START Provided passage

Interlocutory appeal

During Friday’s hour-long session in the Court of Appeals, several judges said Stephens’ appeal might be premature.

“You’ll have the right to appeal from an adverse [final] decision,” Judge Joseph F. Murphy Jr. told Hut. Murphy also voiced concern that permitting a challenge to Hackner’s pretrial decision in this capital case could spur similar challenges for much less serious crimes, causing delays in the trial courts.

But Hut said Murphy’s concern was unwarranted, as the right to an immediate interlocutory appeal could and should be limited to death penalty cases.

“Death is different,” Hut said. “Being subjected to a death trial is different.”

For example, when the death penalty is an option, jurors are seated only if they convince the court they could sentence someone to death. These “death-qualified” jurors are more likely to find the defendant guilty, Hut said.

That would not be an issue if a judge determined at a mandated pretrial hearing that the case was not eligible for the death penalty, said Hut, of Wilmer Cutler Pickering Hale & Dorr LLP in Washington, D.C.

“It is incumbent upon the circuit judge [to hold a hearing] as a matter of fundamental fairness,” Hut said.

Williams countered that Maryland’s death penalty statute does not “in any way, shape or form” require judges to hold a pretrial hearing on the DNA evidence, which he said can be challenged during trial.

END Provided passage
START Provided material

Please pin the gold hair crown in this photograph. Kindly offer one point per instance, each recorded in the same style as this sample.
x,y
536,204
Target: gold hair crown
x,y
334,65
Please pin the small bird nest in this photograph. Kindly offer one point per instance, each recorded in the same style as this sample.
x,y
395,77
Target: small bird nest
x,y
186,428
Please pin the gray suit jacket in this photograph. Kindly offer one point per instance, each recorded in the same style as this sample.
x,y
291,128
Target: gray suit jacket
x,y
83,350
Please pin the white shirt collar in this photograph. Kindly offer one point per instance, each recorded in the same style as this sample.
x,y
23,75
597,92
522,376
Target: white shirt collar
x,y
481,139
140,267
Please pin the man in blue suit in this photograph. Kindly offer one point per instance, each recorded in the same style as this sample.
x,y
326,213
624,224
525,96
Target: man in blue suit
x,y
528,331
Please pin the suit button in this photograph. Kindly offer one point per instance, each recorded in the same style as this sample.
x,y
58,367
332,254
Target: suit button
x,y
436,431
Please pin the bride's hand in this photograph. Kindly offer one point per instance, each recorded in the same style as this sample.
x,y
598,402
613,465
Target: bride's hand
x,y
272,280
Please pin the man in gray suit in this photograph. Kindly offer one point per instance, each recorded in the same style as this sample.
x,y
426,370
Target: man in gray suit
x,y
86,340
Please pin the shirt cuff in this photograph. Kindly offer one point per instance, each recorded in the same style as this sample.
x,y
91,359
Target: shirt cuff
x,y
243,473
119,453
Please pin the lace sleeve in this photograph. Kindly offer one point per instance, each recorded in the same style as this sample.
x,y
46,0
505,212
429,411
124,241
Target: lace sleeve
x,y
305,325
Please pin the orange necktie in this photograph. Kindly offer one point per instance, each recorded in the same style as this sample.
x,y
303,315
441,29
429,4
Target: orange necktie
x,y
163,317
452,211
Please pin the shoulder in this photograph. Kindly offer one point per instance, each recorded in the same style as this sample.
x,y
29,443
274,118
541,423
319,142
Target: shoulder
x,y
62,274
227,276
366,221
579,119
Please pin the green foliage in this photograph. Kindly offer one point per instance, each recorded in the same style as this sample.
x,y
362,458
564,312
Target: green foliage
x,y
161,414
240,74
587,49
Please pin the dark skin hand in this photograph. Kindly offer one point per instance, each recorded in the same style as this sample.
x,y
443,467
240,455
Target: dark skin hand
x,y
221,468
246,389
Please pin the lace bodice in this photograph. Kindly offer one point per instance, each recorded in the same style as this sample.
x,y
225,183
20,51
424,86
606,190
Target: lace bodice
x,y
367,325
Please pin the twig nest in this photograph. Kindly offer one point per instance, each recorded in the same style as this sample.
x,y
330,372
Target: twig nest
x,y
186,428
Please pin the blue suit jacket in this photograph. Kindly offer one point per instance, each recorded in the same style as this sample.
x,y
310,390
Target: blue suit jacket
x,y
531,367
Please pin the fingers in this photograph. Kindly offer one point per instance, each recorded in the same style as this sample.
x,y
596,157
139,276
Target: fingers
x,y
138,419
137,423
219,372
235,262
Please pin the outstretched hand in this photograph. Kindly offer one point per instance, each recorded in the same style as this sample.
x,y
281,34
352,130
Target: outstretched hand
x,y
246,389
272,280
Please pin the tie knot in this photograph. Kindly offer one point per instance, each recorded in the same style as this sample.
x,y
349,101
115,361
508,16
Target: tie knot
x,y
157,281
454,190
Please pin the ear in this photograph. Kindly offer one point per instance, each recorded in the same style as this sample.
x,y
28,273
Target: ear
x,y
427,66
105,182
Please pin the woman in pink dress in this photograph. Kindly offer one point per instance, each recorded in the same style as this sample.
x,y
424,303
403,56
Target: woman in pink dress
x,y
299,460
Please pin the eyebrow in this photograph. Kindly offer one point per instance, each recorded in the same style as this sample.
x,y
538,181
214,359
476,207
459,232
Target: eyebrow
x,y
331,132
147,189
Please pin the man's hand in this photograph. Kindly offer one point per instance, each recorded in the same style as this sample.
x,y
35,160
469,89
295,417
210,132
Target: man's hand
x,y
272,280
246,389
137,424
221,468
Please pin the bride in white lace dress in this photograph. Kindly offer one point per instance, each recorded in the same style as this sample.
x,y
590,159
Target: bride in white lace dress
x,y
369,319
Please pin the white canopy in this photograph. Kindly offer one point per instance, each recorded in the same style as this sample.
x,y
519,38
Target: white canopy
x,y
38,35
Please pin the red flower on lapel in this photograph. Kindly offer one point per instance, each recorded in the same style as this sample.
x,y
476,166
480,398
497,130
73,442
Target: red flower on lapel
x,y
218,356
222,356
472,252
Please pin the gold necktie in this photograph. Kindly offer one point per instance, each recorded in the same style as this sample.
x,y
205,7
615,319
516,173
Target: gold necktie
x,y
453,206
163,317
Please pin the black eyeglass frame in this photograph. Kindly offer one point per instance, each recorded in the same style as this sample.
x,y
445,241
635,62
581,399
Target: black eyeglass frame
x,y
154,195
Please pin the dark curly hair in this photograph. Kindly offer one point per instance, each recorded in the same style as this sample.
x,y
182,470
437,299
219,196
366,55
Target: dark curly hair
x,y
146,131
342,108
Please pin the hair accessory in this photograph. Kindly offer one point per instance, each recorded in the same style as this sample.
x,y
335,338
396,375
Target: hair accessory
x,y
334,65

END Provided material

_Your instructions_: Resume the article on the death penalty interlocutory appeal, picking up after its last sentence.

_Answer to the exercise_:
Allowing defendants to appeal pretrial rulings like this one would result in death-penalty cases being “disrupted or brought to a grinding halt.”

That argument, however, led several judges to ask Williams if the state would still be opposed to an interlocutory appeal if a judge were to rule before trial that a defendant could not be sentenced to death if convicted.

“What’s good for the goose is good for the gander,” Judge Glenn T. Harrell Jr. told Williams.

Williams responded that the state and capital defendants are not similarly situated: The state cannot appeal a jury’s sentencing decision because it was short of death, but a defendant can challenge a jury’s sentence.

The Court of Appeals did not indicate when it will rule in the case, Stephens v. State, No. 114, Sept. Term 2010.

Last-minute compromise

The 2009 law underlying the high court case was a grudging last-minute compromise between legislators who sought to abolish Maryland’s death penalty and those who wanted to preserve it.

Hut, citing that legislative history, said the General Assembly’s goal was “to create much, much higher barriers” to the imposition of capital punishment. Among those barriers is the requirement that judges determine via a pretrial hearing if a defendant qualifies for the death penalty based on the presence of DNA or a videotape linking him to the slaying, Hut said.

Williams agreed that lawmakers in 2009 enacted “a narrow and restrictive death penalty statute.” But the legislators intended for jurors to determine during trial if DNA or videotape evidence is valid and links the defendant to the killing, Williams said.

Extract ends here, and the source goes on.